• [TREŚĆ ZADANIA A]: Przepisz dosłownie fragment tekstu o cenach gazu zamieszczonego poniżej, zaczynając od „Resort klimatu przewiduje, że” i kończąc na „wejdą z opóźnieniem?”.

• [FRAGMENT TEKSTU]:
:::::

Ceny węglowodorów, w tym gazu, od 1 lipca mają wzrosnąć. Jedne z najgorszych szacunków mówią o wzroście cen na poziomie 150%. Czy faktycznie tak będzie?

Przez ostatnie kilka lat, m.in. przez wzrost inflacji, ceny surowców drastycznie wzrosły. W pewnej części podwyżki są elementem spekulacji. Konsumenci odczuwają to, płacąc coraz więcej za podstawowe media. Jednak od 1 lipca zapowiadane są kolejne wzrosty cen. Czego możemy się spodziewać?

Zamrożenie cen znika

Z dniem 1 lipca 2024 roku w życie wchodzi ustawa o bonie energetycznym, która wprowadza istotne zmiany w cennikach za energię elektryczną, gaz oraz ciepło. Jednym z kluczowych elementów tej ustawy jest zakończenie okresu obowiązywania zamrożonych cen gazu. Do tej pory ceny były utrzymywane na poziomie 200,17 zł/MWh netto dzięki tarczy ochronnej. Jednak od 1 lipca ten mechanizm przestanie funkcjonować, a Polskie Górnictwo Naftowe i Gazownictwo (PGNiG) z grupy Orlen wystąpi do prezesa Urzędu Regulacji Energetyki (URE) o ustalenie nowych taryf.

Resort klimatu przewiduje wzrost cen

Resort klimatu przewiduje, że w drugiej połowie 2024 roku rachunki za gaz dla gospodarstw domowych mogą wzrosnąć o około 15%. Jest to wynik negocjacji, które PGNiG musi przeprowadzić z regulatorem. Wzrost cen jest znaczący. Bez wsparcia w postaci tarczy ochronnej podwyżka mogłaby sięgnąć aż 45%. Czas pokaże, czy spekulacje pokryją się z rzeczywistością. Takie dane wskazują, że mimo wzrostu cen, mechanizmy ochronne nadal odgrywają istotną rolę w łagodzeniu skutków rynkowych fluktuacji cen gazu.

Polacy są skazani na PGNiG, a podwyżki wejdą z opóźnieniem?

:::::

• [TREŚĆ ZADANIA B]: Przekształć wszystkie wpisy podane niżej w listę JSON złożoną z ciągów znaków, po jednym na każdy wiersz, bez pustych wierszy. Obrazy pomiń w odpowiedzi.

• [DOSTARCZONE WPISY]:
:::::

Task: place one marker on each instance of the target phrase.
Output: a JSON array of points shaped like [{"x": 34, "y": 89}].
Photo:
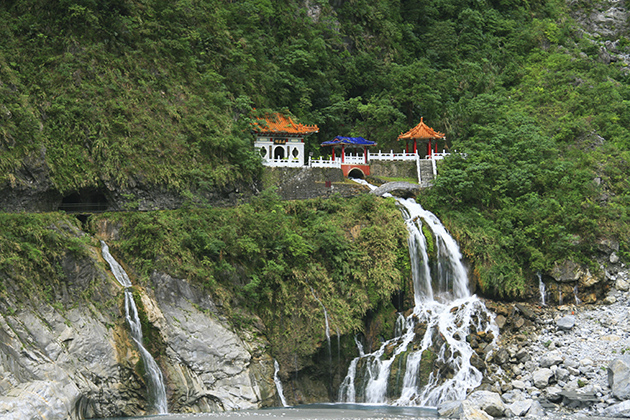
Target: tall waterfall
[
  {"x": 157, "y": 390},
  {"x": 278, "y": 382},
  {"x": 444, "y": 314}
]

:::::

• [OCZEKIWANY WYNIK A]:
Resort klimatu przewiduje, że w drugiej połowie 2024 roku rachunki za gaz dla gospodarstw domowych mogą wzrosnąć o około 15%. Jest to wynik negocjacji, które PGNiG musi przeprowadzić z regulatorem. Wzrost cen jest znaczący. Bez wsparcia w postaci tarczy ochronnej podwyżka mogłaby sięgnąć aż 45%. Czas pokaże, czy spekulacje pokryją się z rzeczywistością. Takie dane wskazują, że mimo wzrostu cen, mechanizmy ochronne nadal odgrywają istotną rolę w łagodzeniu skutków rynkowych fluktuacji cen gazu.

Polacy są skazani na PGNiG, a podwyżki wejdą z opóźnieniem?

• [OCZEKIWANY WYNIK B]:
[
  "Task: place one marker on each instance of the target phrase.",
  "Output: a JSON array of points shaped like [{\"x\": 34, \"y\": 89}].",
  "Photo:",
  "Target: tall waterfall",
  "[",
  "  {\"x\": 157, \"y\": 390},",
  "  {\"x\": 278, \"y\": 382},",
  "  {\"x\": 444, \"y\": 314}",
  "]"
]